Locate each line in the listing below that contains the word "instance" and copy those lines out.
==== Exercise data ====
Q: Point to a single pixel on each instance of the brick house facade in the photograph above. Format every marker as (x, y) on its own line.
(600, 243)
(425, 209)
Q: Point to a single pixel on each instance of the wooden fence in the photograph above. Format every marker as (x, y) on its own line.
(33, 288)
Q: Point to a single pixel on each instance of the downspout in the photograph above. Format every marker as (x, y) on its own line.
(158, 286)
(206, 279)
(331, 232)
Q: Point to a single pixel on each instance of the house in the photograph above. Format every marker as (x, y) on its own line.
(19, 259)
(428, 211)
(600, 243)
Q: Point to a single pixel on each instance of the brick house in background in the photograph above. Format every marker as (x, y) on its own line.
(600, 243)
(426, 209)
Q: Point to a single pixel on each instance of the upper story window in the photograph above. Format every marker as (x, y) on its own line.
====
==== Exercise data ====
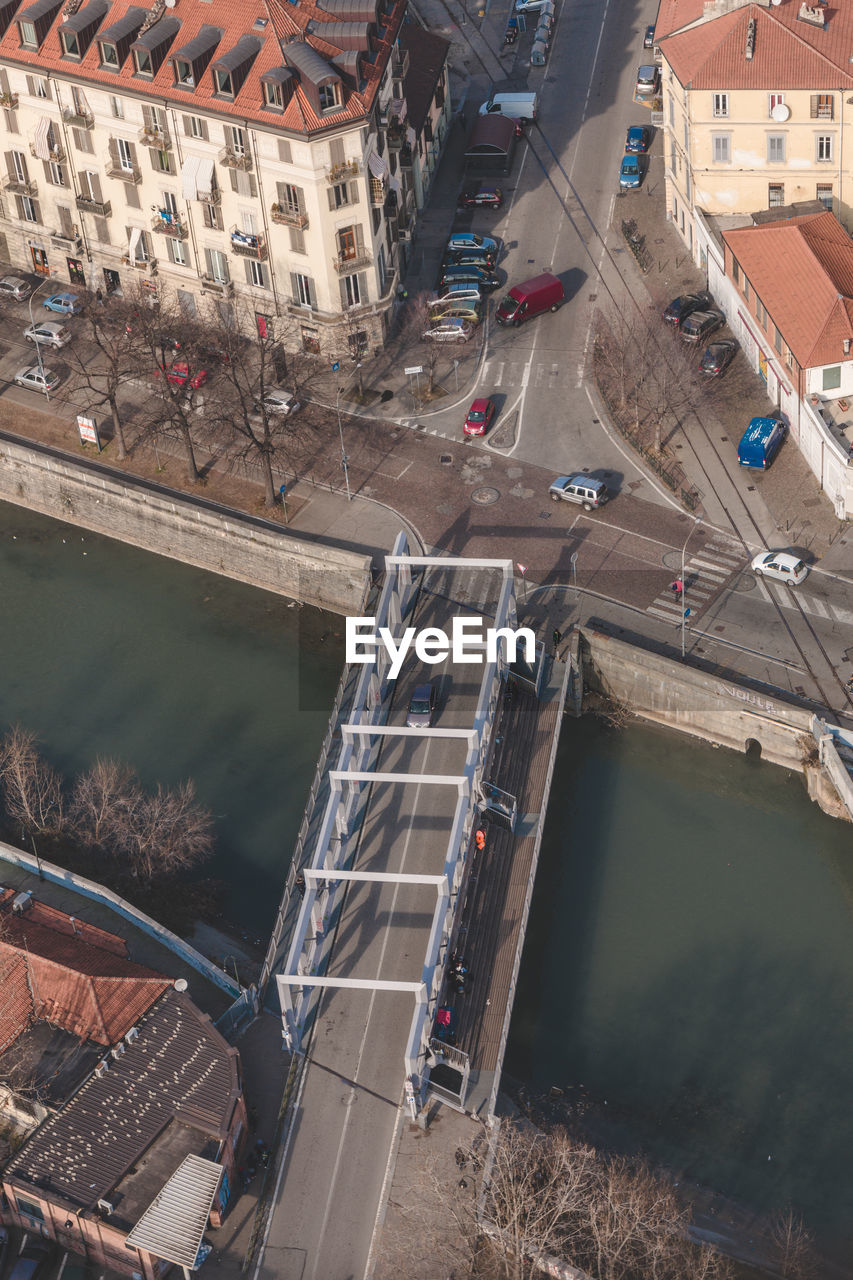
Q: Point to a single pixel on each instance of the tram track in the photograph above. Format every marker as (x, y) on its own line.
====
> **Correct answer**:
Q: Point to a single pixel on each instance of the brick house facade in the photograph above. Format every marker as (x, y) on its own line.
Q: Point to a single pixel on each instance of the wooden fence in the photograph above. Format every marker as (x, y) on its own line.
Q: Point to a single pixel on each instance of the downspout in the photograph above. Format every marker as (x, y) on its own line.
Q: Point to a single pixel on each instance of the house in the photograph above. Format every marker as (x, y) on its own line.
Q: Point to a single pixel on each instance of the brick house in background in the photograph above. Format every marker as (x, y) on its own line.
Q: Point to a single pixel on each instance of the upper story window in the photograph above. Format every marker as (x, y) on its own line.
Q: Point to a single pixel on each instance of the tram track in the photograph above. Format every marker as (x, y) on its own line.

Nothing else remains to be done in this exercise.